▶ [Information given]:
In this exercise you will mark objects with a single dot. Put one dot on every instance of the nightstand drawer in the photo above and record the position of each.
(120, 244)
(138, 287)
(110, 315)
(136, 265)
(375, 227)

▶ [Problem]:
Reproduce every line of the records above, requests included and unchanged, but scale each coordinate in the answer points by 0.65, rounding to the nearest whole number with halves rounded up.

▶ [Reply]:
In this exercise you will mark objects with a single dot. Put one dot on every instance of the nightstand drawer in the photo above and record the position of each.
(78, 159)
(90, 187)
(72, 205)
(88, 172)
(244, 148)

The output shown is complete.